(Directions)
Return all the entries word for word.
□ □ □ □ □ □ □
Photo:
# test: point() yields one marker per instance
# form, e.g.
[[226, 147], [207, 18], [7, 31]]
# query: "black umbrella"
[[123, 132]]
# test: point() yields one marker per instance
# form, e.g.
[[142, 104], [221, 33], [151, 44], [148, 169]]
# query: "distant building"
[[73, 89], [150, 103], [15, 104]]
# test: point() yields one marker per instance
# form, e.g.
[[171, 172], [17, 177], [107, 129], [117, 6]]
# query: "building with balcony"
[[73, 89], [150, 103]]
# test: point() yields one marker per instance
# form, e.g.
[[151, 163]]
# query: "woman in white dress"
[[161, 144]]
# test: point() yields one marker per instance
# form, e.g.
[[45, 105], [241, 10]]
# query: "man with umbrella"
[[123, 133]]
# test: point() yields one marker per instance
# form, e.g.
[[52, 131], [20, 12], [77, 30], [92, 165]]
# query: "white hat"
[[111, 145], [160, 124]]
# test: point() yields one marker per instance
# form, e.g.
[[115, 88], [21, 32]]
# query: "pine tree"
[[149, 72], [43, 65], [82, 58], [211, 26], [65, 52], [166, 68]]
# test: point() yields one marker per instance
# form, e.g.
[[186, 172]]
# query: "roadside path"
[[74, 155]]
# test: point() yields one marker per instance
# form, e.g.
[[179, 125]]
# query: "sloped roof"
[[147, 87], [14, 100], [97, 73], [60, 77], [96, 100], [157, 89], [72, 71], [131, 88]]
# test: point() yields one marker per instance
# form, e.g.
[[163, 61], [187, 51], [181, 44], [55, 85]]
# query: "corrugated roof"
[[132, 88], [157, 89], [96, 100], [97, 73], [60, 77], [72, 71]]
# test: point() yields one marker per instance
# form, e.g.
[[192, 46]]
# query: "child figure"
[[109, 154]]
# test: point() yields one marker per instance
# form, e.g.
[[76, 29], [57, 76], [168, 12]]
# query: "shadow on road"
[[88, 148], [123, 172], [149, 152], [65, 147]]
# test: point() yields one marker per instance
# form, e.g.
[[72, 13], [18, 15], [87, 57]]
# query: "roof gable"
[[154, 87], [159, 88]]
□ □ □ □ □ □ □
(Your solution)
Photo:
# test: point() yields one marker per instance
# form, e.g.
[[226, 147], [207, 18], [7, 31]]
# query: "black umbrella"
[[123, 132]]
# test: point() yields one marker per instance
# form, e.g.
[[142, 104], [221, 33], [151, 44], [148, 169]]
# query: "distant building"
[[73, 89], [150, 103], [15, 104]]
# test: point() yields one marker per instance
# form, e.g.
[[171, 172], [17, 177], [107, 129], [117, 6]]
# query: "building with balcony"
[[73, 89], [150, 103]]
# test: point() yields one marker per instance
# form, e.g.
[[151, 163]]
# query: "woman in white dress"
[[161, 144]]
# test: point() yields one marker per instance
# form, e.g.
[[45, 105], [241, 10]]
# query: "man with umbrella"
[[123, 133]]
# test: point() yields one marker per instance
# form, e.g.
[[52, 131], [20, 12], [77, 30], [92, 165]]
# query: "white hat"
[[111, 145], [160, 124]]
# test: point() yields one marker per instance
# form, e.g.
[[115, 88], [21, 32]]
# query: "pine tree"
[[149, 72], [43, 65], [82, 58], [211, 26], [65, 52], [166, 68]]
# test: point() yields one marker per instance
# form, e.g.
[[186, 172]]
# query: "roadside path"
[[74, 155]]
# test: point() yields one marker per instance
# form, e.g.
[[179, 125]]
# query: "sloped roof"
[[147, 87], [14, 100], [97, 73], [60, 77], [96, 100], [157, 89], [72, 71], [131, 88]]
# test: point() yields one marker per instance
# form, e.g.
[[163, 61], [187, 51], [181, 44], [55, 85]]
# query: "corrugated roof"
[[132, 88], [157, 89], [96, 100], [97, 73], [60, 77], [72, 71]]
# test: point() yields one marker per instance
# form, e.g.
[[192, 46]]
# query: "child figure"
[[109, 154]]
# test: point() yields one marker per instance
# form, e.g.
[[76, 29], [57, 76], [168, 12]]
# query: "shadow on road"
[[88, 148], [123, 172], [149, 152], [65, 147]]
# test: point() yields one marker per instance
# form, e.g.
[[72, 13], [18, 15], [87, 57]]
# query: "roof gable"
[[154, 87], [159, 88]]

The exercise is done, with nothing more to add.